> _The problem_:
The answer is the set of lines that include "single", copied from the data below.

> _Material to process_:
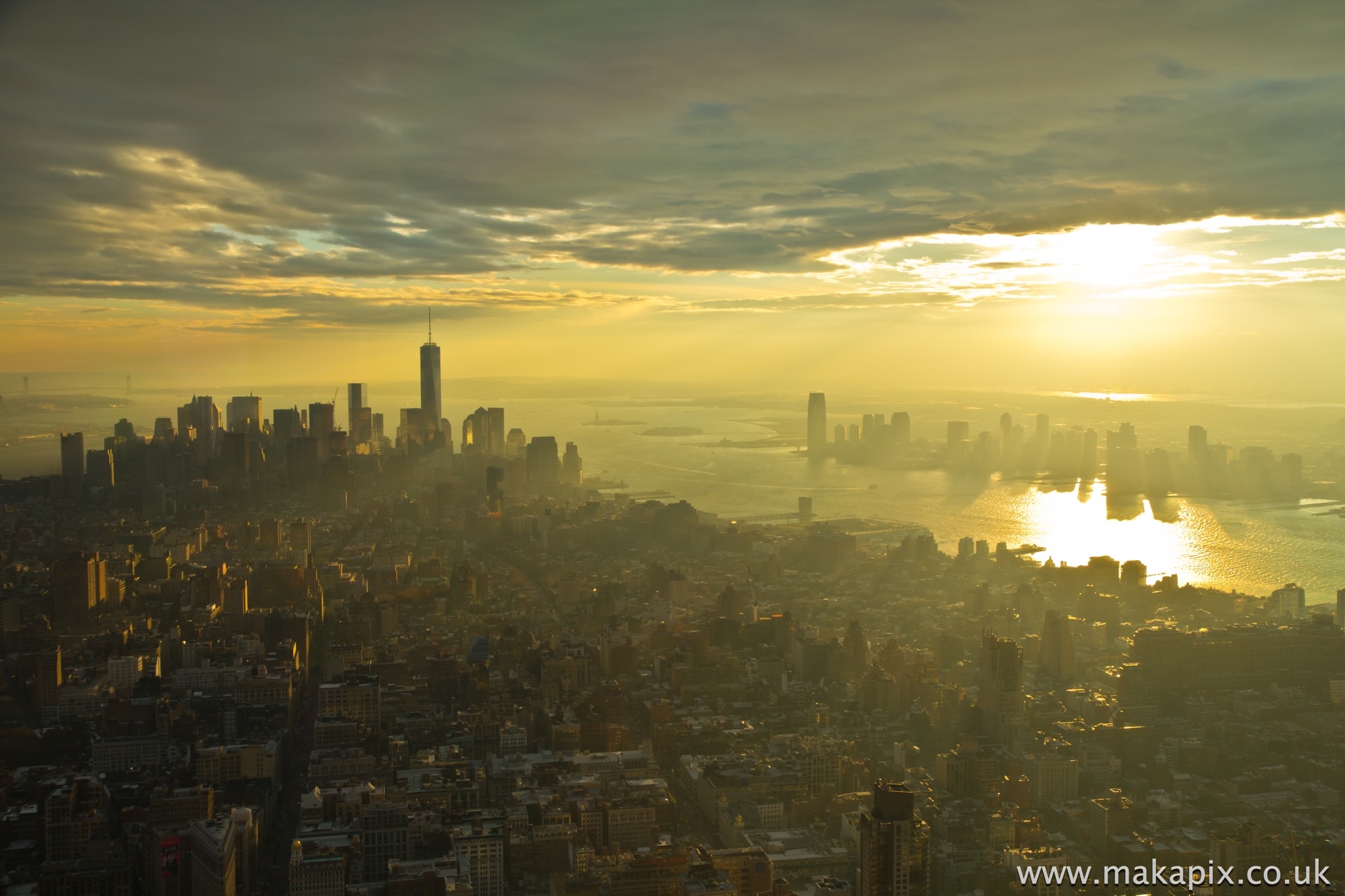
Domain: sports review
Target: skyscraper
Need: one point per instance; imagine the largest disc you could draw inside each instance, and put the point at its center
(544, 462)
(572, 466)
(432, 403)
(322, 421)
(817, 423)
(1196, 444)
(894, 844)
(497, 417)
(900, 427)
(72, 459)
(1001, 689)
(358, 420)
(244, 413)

==

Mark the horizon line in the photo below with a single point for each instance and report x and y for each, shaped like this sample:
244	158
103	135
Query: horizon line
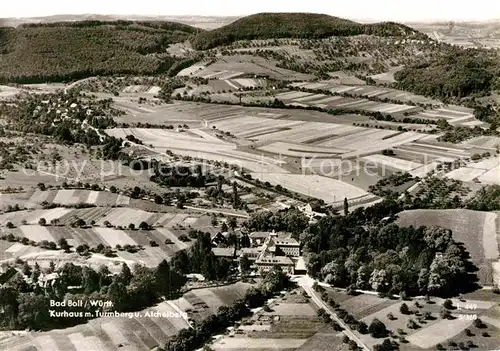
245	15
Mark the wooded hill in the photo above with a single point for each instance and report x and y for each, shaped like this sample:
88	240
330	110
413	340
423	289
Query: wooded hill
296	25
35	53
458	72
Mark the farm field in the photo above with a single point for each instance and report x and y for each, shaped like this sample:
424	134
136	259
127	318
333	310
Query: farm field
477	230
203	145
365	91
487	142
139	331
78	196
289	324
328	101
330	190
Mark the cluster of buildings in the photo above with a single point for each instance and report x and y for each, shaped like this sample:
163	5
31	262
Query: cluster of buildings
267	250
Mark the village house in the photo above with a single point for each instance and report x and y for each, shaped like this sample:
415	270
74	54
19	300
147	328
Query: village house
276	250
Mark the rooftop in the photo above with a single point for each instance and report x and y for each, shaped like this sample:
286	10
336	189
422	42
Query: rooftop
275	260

> _Result of the exercise_:
Mark the horizon line in the photo below with a single point for each instance and report x and y for each, shaped like this sample:
Mark the wooded hill in the photo above with a single point for each instance and report x and y for each, shaped like this sample:
Mark the farm field in the photo above with a single point for each instance and report x and y for each, shaped like this sample:
Mark the cluster of buildings in the photo above with a single point for each instance and report x and y for each, shaped like this sample:
Mark the village house in the photo above with a single point for each instance and report x and y for each, shaped like this sample:
Mark the rooftop in the photo above with a single point for each instance and report x and y for each, shaped like this sample:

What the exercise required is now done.